▶ **所给帖子**:
====

这是很棒的模型但有个问题

#2
by win10 - opened

建议在下个版本中增进code的知识和coding的能力

https://chat.lmsys.org/ 评测Temperature 0.9时的输出
我的输入:
将下述模型修改为双向注意力, 保留原有组件并增加一个额外的组件, 整合前向和后向的注意力输出, 并确保在生成时顺序输出, 在训练时学习双向输入输出 :
class Attention(nn.Module):
def init(self, args: ModelArgs):
super().init()
self.n_kv_heads = args.n_heads if args.n_kv_heads is None else args.n_kv_heads
assert args.n_heads % self.n_kv_heads == 0
model_parallel_size = 1
self.n_local_heads = args.n_heads // model_parallel_size
self.n_local_kv_heads = self.n_kv_heads // model_parallel_size
self.n_rep = self.n_local_heads // self.n_local_kv_heads
self.head_dim = args.dim // args.n_heads
self.wq = nn.Linear(args.dim, args.n_heads * self.head_dim, bias=False)
self.wk = nn.Linear(args.dim, self.n_kv_heads * self.head_dim, bias=False)
self.wv = nn.Linear(args.dim, self.n_kv_heads * self.head_dim, bias=False)
self.wo = nn.Linear(args.n_heads * self.head_dim, args.dim, bias=False)
self.attn_dropout = nn.Dropout(args.dropout)
self.resid_dropout = nn.Dropout(args.dropout)
self.dropout = args.dropout

     # use flash attention or a manual implementation?
     self.flash = hasattr(torch.nn.functional, 'scaled_dot_product_attention')
     if not self.flash:
         print("WARNING: using slow attention. Flash Attention requires PyTorch >= 2.0")
         mask = torch.full((1, 1, args.max_seq_len, args.max_seq_len), float("-inf"))
         mask = torch.triu(mask, diagonal=1)
         self.register_buffer("mask", mask)

 def forward(
     self,
     x: torch.Tensor,
     freqs_cos: torch.Tensor,
     freqs_sin: torch.Tensor,
 ):
     bsz, seqlen, _ = x.shape

     # QKV
     xq, xk, xv = self.wq(x), self.wk(x), self.wv(x)
     xq = xq.view(bsz, seqlen, self.n_local_heads, self.head_dim)
     xk = xk.view(bsz, seqlen, self.n_local_kv_heads, self.head_dim)

====

▶ **学习材料**:

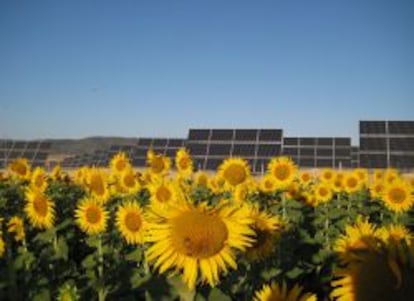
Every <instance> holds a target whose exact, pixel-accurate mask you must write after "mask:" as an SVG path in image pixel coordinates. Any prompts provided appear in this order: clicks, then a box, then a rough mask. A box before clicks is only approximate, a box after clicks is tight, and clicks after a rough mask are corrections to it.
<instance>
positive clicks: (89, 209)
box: [75, 197, 108, 235]
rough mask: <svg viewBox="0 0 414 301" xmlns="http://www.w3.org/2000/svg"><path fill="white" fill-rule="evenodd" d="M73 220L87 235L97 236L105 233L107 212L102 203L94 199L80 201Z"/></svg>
mask: <svg viewBox="0 0 414 301" xmlns="http://www.w3.org/2000/svg"><path fill="white" fill-rule="evenodd" d="M75 219H76V223H77V224H78V226H79V228H80V229H81V230H82V231H83V232H85V233H86V234H88V235H94V234H99V233H102V232H104V231H105V229H106V224H107V220H108V212H107V211H106V210H105V208H104V206H103V205H102V202H101V201H99V200H97V199H95V198H93V197H92V198H85V199H83V200H81V201H80V202H79V204H78V206H77V209H76V210H75Z"/></svg>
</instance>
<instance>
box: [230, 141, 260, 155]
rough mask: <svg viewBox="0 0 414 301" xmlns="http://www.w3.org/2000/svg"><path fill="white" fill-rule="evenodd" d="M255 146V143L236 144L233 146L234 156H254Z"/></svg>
mask: <svg viewBox="0 0 414 301" xmlns="http://www.w3.org/2000/svg"><path fill="white" fill-rule="evenodd" d="M255 148H256V146H255V145H254V144H235V145H234V146H233V156H244V157H254V155H255Z"/></svg>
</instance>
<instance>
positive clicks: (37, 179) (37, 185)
mask: <svg viewBox="0 0 414 301" xmlns="http://www.w3.org/2000/svg"><path fill="white" fill-rule="evenodd" d="M30 185H31V186H32V187H33V188H35V189H37V190H39V191H45V190H46V187H47V174H46V171H45V170H44V169H43V168H41V167H36V168H35V169H34V170H33V173H32V176H31V179H30Z"/></svg>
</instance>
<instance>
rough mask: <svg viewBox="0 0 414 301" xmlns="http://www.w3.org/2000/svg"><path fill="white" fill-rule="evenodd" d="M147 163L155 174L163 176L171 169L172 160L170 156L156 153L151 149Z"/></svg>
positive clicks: (149, 168)
mask: <svg viewBox="0 0 414 301" xmlns="http://www.w3.org/2000/svg"><path fill="white" fill-rule="evenodd" d="M147 164H148V166H149V169H150V172H151V173H152V174H153V175H156V176H162V175H165V174H166V173H168V171H169V170H170V166H171V160H170V158H167V157H165V156H163V155H161V154H155V153H154V152H153V151H152V150H149V151H148V153H147Z"/></svg>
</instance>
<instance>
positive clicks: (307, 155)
mask: <svg viewBox="0 0 414 301" xmlns="http://www.w3.org/2000/svg"><path fill="white" fill-rule="evenodd" d="M299 154H300V156H301V157H304V156H307V157H314V156H315V149H314V148H300V149H299Z"/></svg>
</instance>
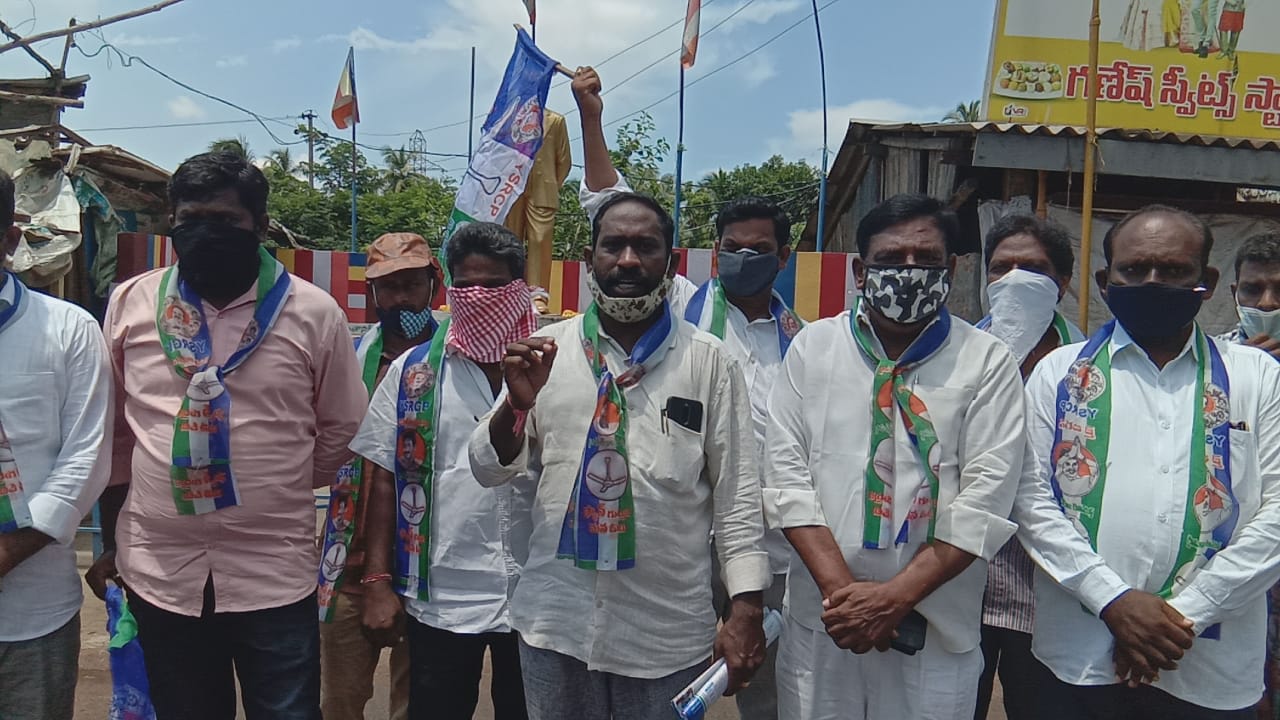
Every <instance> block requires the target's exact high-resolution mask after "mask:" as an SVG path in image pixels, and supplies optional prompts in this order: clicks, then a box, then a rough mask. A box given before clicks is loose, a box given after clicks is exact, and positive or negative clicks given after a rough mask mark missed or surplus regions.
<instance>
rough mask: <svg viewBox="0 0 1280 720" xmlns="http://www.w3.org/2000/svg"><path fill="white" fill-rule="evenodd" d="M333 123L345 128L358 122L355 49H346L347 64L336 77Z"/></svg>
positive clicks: (357, 101) (333, 106)
mask: <svg viewBox="0 0 1280 720" xmlns="http://www.w3.org/2000/svg"><path fill="white" fill-rule="evenodd" d="M332 117H333V124H335V126H338V129H347V128H348V127H351V126H353V124H355V123H358V122H360V101H357V100H356V49H355V47H348V49H347V64H346V65H343V67H342V76H340V77H339V78H338V91H337V92H334V95H333V113H332Z"/></svg>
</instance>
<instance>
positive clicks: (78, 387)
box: [0, 173, 111, 720]
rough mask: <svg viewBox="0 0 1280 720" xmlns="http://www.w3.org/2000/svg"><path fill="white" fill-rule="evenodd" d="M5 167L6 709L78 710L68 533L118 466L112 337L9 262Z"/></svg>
mask: <svg viewBox="0 0 1280 720" xmlns="http://www.w3.org/2000/svg"><path fill="white" fill-rule="evenodd" d="M13 215H14V186H13V181H12V179H10V178H9V177H8V176H5V174H4V173H0V228H3V233H0V255H3V258H4V269H0V347H4V370H3V372H0V716H4V717H5V720H70V717H72V712H73V711H74V706H76V679H77V674H78V667H79V646H81V624H79V607H81V602H82V600H83V598H82V591H81V582H79V574H78V573H77V570H76V550H74V548H73V547H72V541H73V539H74V537H76V528H77V525H78V524H79V521H81V518H83V516H84V515H87V514H88V511H90V510H91V509H92V507H93V502H95V501H96V500H97V496H99V495H100V493H101V492H102V488H105V487H106V482H108V479H109V477H110V466H111V462H110V447H111V436H110V424H109V423H108V419H109V418H110V416H111V369H110V365H109V363H108V355H106V341H105V340H104V338H102V331H101V329H100V328H99V327H97V323H96V322H95V320H93V318H92V316H91V315H90V314H88V313H86V311H83V310H81V309H79V307H77V306H74V305H72V304H69V302H64V301H61V300H56V299H52V297H49V296H46V295H40V293H37V292H32V291H31V290H28V288H27V287H26V286H23V284H22V282H20V281H19V279H18V275H15V274H13V273H12V272H9V270H8V266H9V263H10V261H12V258H13V252H14V251H15V250H17V247H18V241H19V240H20V238H22V231H20V229H19V228H17V227H14V224H13Z"/></svg>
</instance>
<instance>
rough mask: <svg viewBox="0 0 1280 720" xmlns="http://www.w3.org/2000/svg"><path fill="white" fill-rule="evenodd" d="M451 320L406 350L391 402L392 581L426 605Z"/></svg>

====

▶ **练习要求**: 帖子所附代码的 Attention 类中，有哪些层是用 nn.Linear 定义的？请写出全部名称。 这份列表与本练习没有关系。

▶ **参考回答**: 用 nn.Linear 定义的层共有四个：self.wq、self.wk、self.wv 和 self.wo。